**Excerpted data:**
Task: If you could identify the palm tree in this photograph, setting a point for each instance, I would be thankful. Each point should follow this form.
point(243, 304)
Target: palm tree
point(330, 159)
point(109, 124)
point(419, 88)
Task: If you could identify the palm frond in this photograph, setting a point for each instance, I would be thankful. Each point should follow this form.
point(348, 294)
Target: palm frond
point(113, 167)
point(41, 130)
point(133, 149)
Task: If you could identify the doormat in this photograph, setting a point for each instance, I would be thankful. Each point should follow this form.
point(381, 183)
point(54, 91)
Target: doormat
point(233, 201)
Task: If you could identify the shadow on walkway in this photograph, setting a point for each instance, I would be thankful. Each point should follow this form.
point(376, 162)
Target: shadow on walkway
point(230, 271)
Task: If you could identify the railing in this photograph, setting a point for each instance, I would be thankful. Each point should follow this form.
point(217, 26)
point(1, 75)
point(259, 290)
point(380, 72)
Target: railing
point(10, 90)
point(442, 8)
...
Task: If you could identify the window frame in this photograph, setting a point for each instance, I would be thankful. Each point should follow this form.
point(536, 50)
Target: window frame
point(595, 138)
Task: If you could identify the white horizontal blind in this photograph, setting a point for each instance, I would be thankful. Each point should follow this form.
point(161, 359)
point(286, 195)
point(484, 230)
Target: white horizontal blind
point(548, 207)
---
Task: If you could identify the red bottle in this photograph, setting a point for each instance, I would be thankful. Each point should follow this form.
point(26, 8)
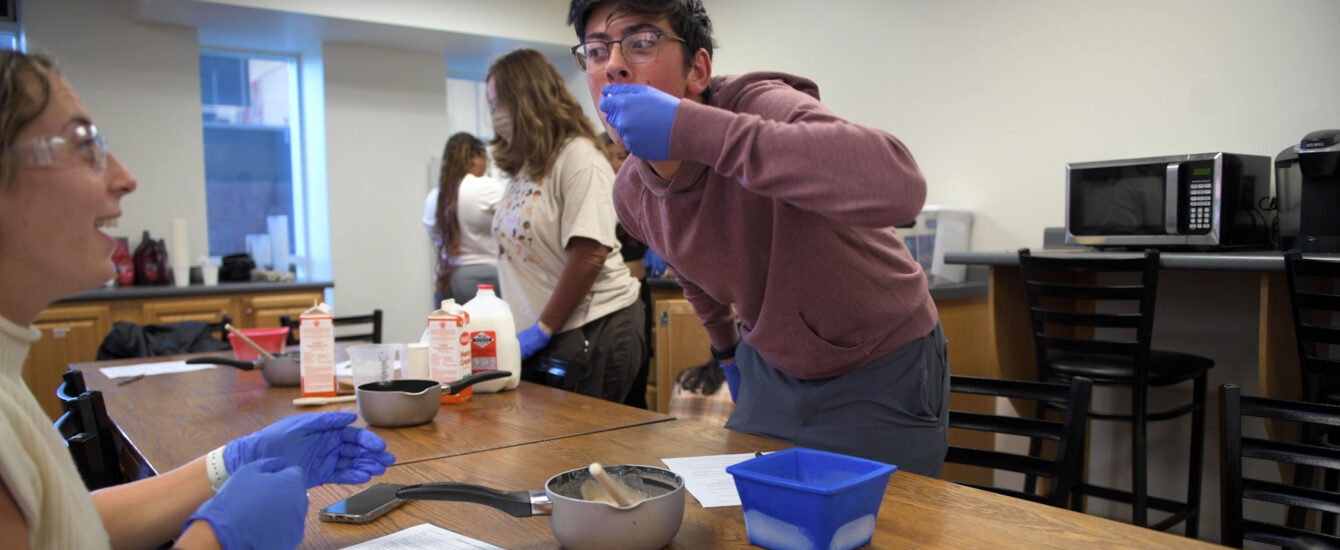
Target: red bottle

**Problem details:**
In the entries above, copy each line that contains the string "would".

**Solution for this exercise:**
Task: If you could identify the palm tree in this photograph, setting a point for each instance, I would be thankful. Each point should follow this form.
Task: If you could identify the palm frond in this photograph, setting a point for each instance, I would be thankful. Each point should follow this form.
Task: If you could identify the doormat in this photograph, setting a point for each instance, I would be thankful. Each point should follow this form.
Task: If you could identify the shadow on walkway in this photograph, setting a point for each instance, I would be thankful. Each point should follow this form.
Task: If you could identify the railing in this photograph, setting a point for each instance, I would be thankful. Each point should follow this form.
Task: If you could identify the window frame in this photograph, setting a point for each instance, I would be thankful. Each point should follow this form.
Task: If you could identify the white horizontal blind in this photograph, setting a point for each instance, I would be thankful. Each point should follow this form.
Task: If you could identify the red bottle in this photograph, setting a point for each instance, I would be thankful. Each point should follow this form.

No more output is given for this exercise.